Several pro-immigration reform groups are nevertheless pushing the administration to make a stronger effort this year, in part because next year's mid-term elections could make major reform even more difficult.
Politically, Obama has been walking a fine line, trying to appease pro-amnesty Hispanic groups who backed him in the election while at the same time trying to win over broader public and congressional opinion by taking a tougher stance on enforcement.
Among other things, the administration earlier this year changed the focus of worksite enforcement raids away from targeting undocumented workers, and instead on employers who break immigration laws.
"The president has some time," said Mark Krikorian from the Center for Immigration Studies, a group that favors tighter immigration restrictions.
"I can't guess if he has six months or a year where he can keep kicking the can down the road before he pays a political price from one side or the another. But at some point his time runs out."
6.16.2009
Everett woman accused in Arizona slayings
The Seattle Times
Saturday, June 13, 2009
Everett woman accused in Arizona slayings
The Associated Press
Two of three people arrested in a southern Arizona home invasion that left a little girl and her father dead had connections to a Washington state anti-illegal immigration group that conducts border watch activities in Arizona.
Jason Eugene Bush, 34, Shawna Forde, 41, and Albert Robert Gaxiola, 42, have been charged with two counts each of first-degree murder and other charges, said Sheriff Clarence Dupnic of Pima County, Ariz.
The trio are alleged to have dressed as law enforcement officers and forced their way into a rural Arivaca home on May 30, wounding a woman and fatally shooting her husband and their 9-year-old daughter. Their motive was financial, Dupnic said.
"The husband who was murdered has a history of being involved in narcotics and there was an anticipation that there would be a considerable amount of cash at this location as well as the possibility of drugs," Dupnic said.
Forde is the leader of Minutemen American Defense, a small border watch group, and Bush goes by the nickname "Gunny" and is its operations director, according to the group's Web site. She is from Everett, Wash., has recently been living in Arizona and was once associated with the better known and larger Minuteman Civil Defense Corps.
A statement attributed to officers of Forde's group and posted on its Web site on Saturday extended condolences to the victims' families and said the group doesn't condone such acts and will cooperate with law enforcement.

==*==

**Assignment**
Can you write out the stretch of the news excerpt from "Forde is the" through "with law enforcement.", word for word? The data after this point is separate from the news excerpt.

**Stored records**
==*==

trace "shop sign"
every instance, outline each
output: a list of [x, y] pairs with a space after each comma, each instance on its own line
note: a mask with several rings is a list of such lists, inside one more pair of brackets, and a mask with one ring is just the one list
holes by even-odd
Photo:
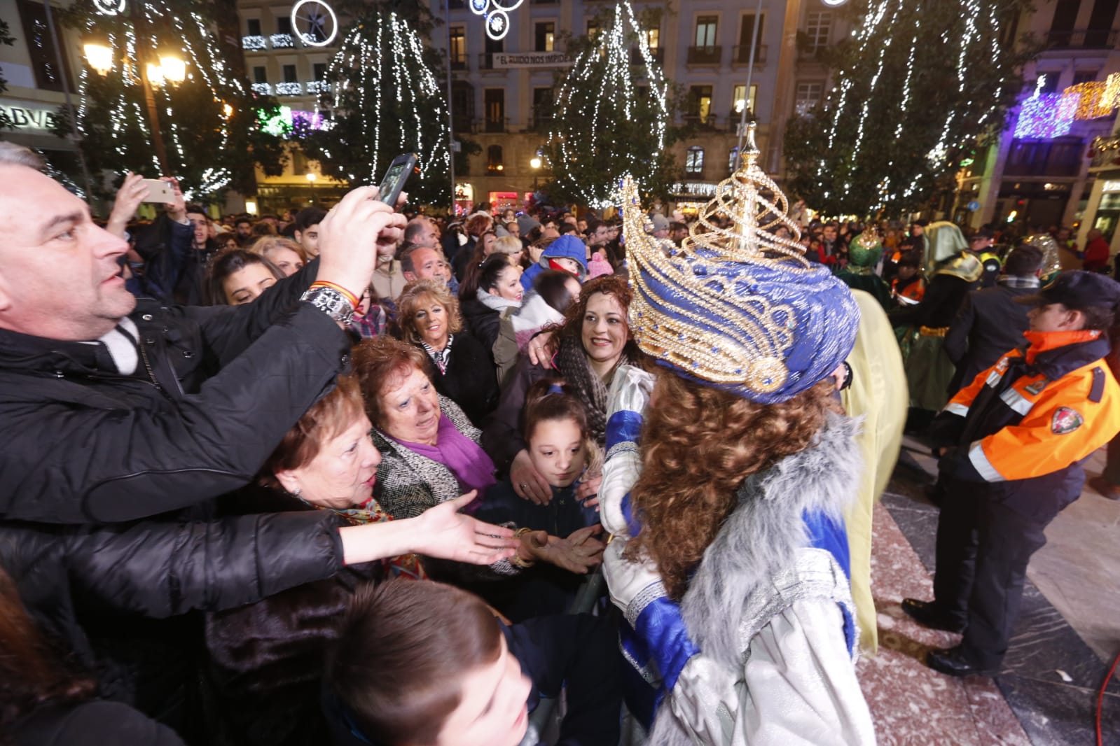
[[494, 53], [494, 67], [571, 67], [571, 57], [563, 51]]
[[37, 106], [30, 102], [0, 100], [0, 110], [17, 130], [50, 131], [55, 125], [55, 110]]

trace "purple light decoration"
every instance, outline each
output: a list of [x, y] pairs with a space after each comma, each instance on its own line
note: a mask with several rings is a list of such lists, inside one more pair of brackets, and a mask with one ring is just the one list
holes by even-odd
[[292, 110], [291, 123], [296, 128], [307, 128], [308, 130], [328, 130], [327, 120], [319, 112], [301, 112]]
[[1040, 93], [1023, 102], [1015, 124], [1016, 138], [1049, 140], [1070, 133], [1080, 93]]

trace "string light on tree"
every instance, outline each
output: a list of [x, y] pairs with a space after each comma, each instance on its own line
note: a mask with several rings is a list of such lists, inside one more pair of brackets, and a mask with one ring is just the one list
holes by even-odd
[[[334, 113], [317, 131], [293, 120], [309, 158], [323, 176], [376, 183], [389, 162], [403, 152], [420, 157], [421, 179], [413, 198], [438, 199], [450, 172], [447, 101], [429, 65], [431, 51], [396, 11], [374, 7], [343, 34], [327, 65], [328, 86], [318, 107]], [[442, 192], [440, 192], [442, 189]]]
[[[623, 177], [648, 188], [671, 160], [665, 152], [669, 83], [629, 2], [615, 4], [594, 41], [559, 86], [544, 151], [554, 188], [581, 204], [606, 207], [614, 204]], [[652, 130], [637, 131], [635, 123], [648, 126], [651, 120]]]
[[[232, 74], [216, 23], [199, 3], [96, 0], [76, 6], [73, 22], [84, 29], [90, 63], [78, 75], [73, 126], [94, 170], [165, 172], [144, 114], [146, 81], [159, 112], [168, 170], [186, 196], [211, 197], [234, 181], [248, 191], [255, 183], [254, 163], [278, 168], [279, 141], [254, 126], [256, 111], [267, 104]], [[97, 54], [90, 55], [91, 48]], [[222, 167], [214, 166], [216, 154]]]

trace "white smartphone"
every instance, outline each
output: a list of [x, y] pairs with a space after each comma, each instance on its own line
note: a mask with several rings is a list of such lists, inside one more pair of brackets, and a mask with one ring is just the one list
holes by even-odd
[[175, 190], [171, 189], [171, 185], [166, 181], [160, 181], [159, 179], [144, 179], [143, 183], [148, 187], [148, 196], [143, 201], [160, 202], [164, 205], [170, 205], [175, 201]]

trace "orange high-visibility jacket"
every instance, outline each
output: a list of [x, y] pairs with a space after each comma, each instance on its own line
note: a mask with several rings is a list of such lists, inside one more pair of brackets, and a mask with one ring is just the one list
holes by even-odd
[[1005, 355], [939, 415], [935, 446], [958, 446], [941, 464], [950, 475], [995, 483], [1054, 474], [1120, 432], [1120, 385], [1102, 359], [1104, 333], [1026, 338], [1025, 353]]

==*==

**Task answer**
Forde is the leader of Minutemen American Defense, a small border watch group, and Bush goes by the nickname "Gunny" and is its operations director, according to the group's Web site. She is from Everett, Wash., has recently been living in Arizona and was once associated with the better known and larger Minuteman Civil Defense Corps.
A statement attributed to officers of Forde's group and posted on its Web site on Saturday extended condolences to the victims' families and said the group doesn't condone such acts and will cooperate with law enforcement.